EXCERPT TO READ:
Vinegar enhances whatever it is added to. Many recipes will suggest adding a sprinkling of vinegar at the end of the cooking period, before it is served, such as when sautéing swiss chard or spinach. Just a little, though. Enough to brighten the flavor of the main ingredient but not so much that it is noticeable.

There are many uses for vinegar: culinary, medicinal, and for cleaning.  Culinary uses include pickling, making vinaigrettes and other salad dressings. It can be found in many condiments like mustard, ketchup and mayonnaise, and is a key ingredient in chutneys and marinades, where it breaks down the fibers of the protein. Ceviche is the use of citrus juice like lemon or lime, on raw fish which “cooks” the meat.

Other than its culinary uses, did you know that vinegar also has medicinal uses? It is soothing for sunburn (it has a cooling effect), may reduce serum cholesterol and blood pressure, helps diabetics control their blood glucose levels by reducing the glycemic index of  carbohydrates, can be helpful in reducing the risk of developing metabolic syndrome, and is antimicrobial (effective against infection).

Vinegar has also been used for centuries to help with cleaning projects around the house. Many of us know that it dissolves mineral deposits from glass, and can be used inside dishwashers and coffee makers (diluted) to do the same. It can also be used to polish bronze and brass and clean stainless steel surfaces.

Photo-based referring expression data:
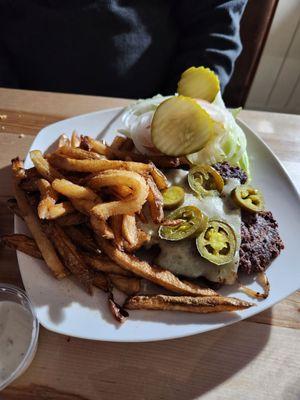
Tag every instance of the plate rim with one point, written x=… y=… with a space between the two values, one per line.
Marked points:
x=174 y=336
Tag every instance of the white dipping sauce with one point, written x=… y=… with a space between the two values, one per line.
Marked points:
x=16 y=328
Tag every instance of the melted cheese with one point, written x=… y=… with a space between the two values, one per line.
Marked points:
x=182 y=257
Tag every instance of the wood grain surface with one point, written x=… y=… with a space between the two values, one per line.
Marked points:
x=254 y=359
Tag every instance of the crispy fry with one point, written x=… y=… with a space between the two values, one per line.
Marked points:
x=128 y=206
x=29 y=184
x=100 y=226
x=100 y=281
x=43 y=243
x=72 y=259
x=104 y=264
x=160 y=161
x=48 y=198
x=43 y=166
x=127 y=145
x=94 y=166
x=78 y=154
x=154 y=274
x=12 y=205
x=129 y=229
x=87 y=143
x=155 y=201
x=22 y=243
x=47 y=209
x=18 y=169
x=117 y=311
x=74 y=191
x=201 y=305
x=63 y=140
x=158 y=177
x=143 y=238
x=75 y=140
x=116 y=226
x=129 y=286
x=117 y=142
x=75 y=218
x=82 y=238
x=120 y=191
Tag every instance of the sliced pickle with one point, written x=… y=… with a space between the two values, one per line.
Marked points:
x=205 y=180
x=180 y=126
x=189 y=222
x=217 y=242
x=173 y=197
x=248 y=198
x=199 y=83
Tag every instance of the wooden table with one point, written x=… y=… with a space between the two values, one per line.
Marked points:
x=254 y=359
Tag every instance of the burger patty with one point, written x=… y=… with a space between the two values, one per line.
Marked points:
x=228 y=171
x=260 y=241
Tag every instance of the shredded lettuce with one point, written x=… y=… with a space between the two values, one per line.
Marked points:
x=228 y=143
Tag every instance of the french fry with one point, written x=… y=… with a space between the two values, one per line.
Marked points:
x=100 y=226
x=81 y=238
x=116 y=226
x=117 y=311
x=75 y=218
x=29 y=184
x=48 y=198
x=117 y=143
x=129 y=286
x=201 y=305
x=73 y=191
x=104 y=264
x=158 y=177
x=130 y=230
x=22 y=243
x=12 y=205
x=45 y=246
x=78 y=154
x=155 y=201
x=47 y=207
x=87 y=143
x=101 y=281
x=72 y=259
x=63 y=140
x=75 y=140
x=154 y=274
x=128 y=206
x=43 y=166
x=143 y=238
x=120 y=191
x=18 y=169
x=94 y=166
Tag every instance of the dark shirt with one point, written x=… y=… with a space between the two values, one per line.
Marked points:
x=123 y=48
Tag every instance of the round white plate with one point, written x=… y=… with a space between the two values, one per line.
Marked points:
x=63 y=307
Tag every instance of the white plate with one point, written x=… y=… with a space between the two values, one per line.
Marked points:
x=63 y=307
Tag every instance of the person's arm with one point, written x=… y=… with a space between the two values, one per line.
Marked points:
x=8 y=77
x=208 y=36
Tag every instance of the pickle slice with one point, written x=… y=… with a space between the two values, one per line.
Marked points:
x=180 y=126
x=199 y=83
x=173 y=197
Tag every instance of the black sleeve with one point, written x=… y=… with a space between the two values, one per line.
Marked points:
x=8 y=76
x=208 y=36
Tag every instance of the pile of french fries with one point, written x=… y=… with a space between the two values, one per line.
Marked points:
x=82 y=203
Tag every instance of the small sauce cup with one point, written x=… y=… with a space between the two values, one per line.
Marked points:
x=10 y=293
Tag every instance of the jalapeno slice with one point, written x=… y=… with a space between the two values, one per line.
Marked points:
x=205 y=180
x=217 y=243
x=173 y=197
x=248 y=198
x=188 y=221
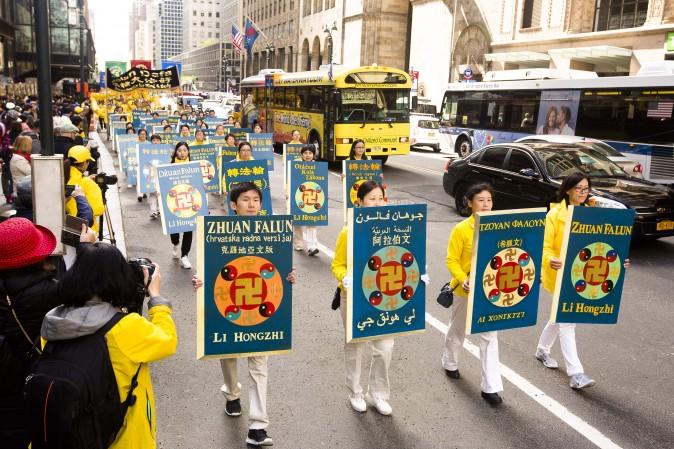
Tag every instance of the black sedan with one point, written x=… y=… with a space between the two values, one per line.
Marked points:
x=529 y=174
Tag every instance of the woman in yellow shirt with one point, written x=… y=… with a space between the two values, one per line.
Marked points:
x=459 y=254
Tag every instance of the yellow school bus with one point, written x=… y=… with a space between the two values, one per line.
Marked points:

BRIEF 1: How would you render this sentence from the vinegar passage in Spanish: "Vinegar has also been used for centuries to help with cleaning projects around the house."?
BRIEF 2: Can you write out, word for word, the stretch of the vinegar passage from "Vinegar enhances whatever" through "it is noticeable."?

WRITTEN SOLUTION 1: El vinagre también se ha usado durante siglos para ayudar con las tareas de limpieza de la casa.

WRITTEN SOLUTION 2:
Vinegar enhances whatever it is added to. Many recipes will suggest adding a sprinkling of vinegar at the end of the cooking period, before it is served, such as when sautéing swiss chard or spinach. Just a little, though. Enough to brighten the flavor of the main ingredient but not so much that it is noticeable.